◆ **Quoted passage**
******************************

Millions of years ago, our humaniod ancestry would travel in packs, tools in hand, searching the lands for food and sustenance. At this point in our history, a threat would stimulate a few simple responses from our body that helped us outlive other species and grow into the people we are today. No response was as quick as our anger.
For some of us, more practiced angry people, anger is a booming outburst that can help us get our way, can protect us when we need it, and can hide us from other more threatening emotions like hurt or fear. As advanced as we are, we still carry so much of our cavemen psyche and from time to time, often without our awareness, they come out from their caves to fight and hunt for us.
Our anger can create single minded thinking, almost as a throw back to the days where thinking was less neccessary and experiencing other emtions was out of the question. Yet while there are many reasons why it benefits us to experience anger, there are also many reasons why we should experience the emotions that it so effectivly hides. Anger is almost always covering up an underlying sense of fear, or hurt. Anger is an easy emotion to express and is often the emotion we learn first – it can become the ‘go-to’ emotion for us and prevent us from digging too deep into a place that we may not be able to navigate or find our way out of – we are scared of what is causing our anger. I challenge any person to give me an example of a time they were angry and could not think of another emotion that was at the very source of the anger. Even simple road rage, which I have been guilty of in the past, can be pinpointed down to our sense of entitlement or ‘hurting’ our sense of ourself.

******************************

◆ **Recorded data**

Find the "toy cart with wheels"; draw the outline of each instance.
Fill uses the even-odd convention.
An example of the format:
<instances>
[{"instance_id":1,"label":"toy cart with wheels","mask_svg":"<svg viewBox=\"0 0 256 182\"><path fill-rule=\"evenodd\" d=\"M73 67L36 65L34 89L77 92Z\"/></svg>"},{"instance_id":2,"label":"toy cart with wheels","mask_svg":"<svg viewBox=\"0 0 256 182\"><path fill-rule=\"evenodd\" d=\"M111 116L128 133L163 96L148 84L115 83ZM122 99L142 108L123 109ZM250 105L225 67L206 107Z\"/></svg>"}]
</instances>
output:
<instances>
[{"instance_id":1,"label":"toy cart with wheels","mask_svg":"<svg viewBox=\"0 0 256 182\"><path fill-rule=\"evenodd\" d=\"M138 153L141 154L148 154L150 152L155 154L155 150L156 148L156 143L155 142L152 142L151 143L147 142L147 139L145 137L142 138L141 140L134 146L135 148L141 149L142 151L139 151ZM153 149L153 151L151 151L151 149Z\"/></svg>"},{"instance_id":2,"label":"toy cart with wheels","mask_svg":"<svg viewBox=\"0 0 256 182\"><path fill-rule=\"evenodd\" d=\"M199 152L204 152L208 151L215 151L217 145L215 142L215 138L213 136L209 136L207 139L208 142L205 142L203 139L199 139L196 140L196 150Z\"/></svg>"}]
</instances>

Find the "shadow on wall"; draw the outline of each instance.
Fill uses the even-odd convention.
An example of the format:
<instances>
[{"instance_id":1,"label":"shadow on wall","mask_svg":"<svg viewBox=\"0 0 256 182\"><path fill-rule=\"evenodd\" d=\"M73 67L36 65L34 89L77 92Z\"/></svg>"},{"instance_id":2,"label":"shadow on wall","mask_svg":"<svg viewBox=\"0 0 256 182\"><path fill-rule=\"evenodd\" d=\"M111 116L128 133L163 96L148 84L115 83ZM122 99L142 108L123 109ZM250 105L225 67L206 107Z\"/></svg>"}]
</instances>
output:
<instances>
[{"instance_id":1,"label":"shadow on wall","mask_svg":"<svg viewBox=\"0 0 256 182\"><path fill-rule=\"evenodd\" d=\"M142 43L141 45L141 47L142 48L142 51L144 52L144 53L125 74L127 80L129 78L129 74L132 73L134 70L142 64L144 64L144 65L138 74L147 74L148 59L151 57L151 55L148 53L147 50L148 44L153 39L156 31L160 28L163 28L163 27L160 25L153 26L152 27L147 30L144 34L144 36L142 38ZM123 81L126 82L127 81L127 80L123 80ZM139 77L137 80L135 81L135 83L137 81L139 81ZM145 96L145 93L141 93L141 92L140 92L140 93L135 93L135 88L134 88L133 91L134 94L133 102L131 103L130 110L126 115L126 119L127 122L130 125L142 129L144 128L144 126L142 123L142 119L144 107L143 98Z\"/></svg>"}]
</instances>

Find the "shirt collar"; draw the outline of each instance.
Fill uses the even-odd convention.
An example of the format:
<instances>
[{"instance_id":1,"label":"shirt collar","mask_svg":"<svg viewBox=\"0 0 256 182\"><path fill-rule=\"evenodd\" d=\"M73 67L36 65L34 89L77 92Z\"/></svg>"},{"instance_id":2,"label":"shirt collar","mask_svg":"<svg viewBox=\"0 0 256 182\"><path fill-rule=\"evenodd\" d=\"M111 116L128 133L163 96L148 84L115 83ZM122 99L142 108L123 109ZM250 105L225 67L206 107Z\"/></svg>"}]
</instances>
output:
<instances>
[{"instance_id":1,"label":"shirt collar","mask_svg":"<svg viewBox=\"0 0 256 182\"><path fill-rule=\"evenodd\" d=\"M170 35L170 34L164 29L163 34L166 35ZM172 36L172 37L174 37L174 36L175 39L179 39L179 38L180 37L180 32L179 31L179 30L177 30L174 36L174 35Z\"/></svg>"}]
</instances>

******************************

◆ **What to do**
Answer these questions about the passage on anger.
(a) Which of the body's responses to a threat was the quickest?
(b) What three things can anger do for more practiced angry people?
(c) Which underlying feelings is anger almost always covering up?
The data above are separate material from the passage on anger.

◆ **Worked answer**
(a) Anger.
(b) It can help them get their way, protect them when they need it, and hide them from other, more threatening emotions like hurt or fear.
(c) Fear or hurt.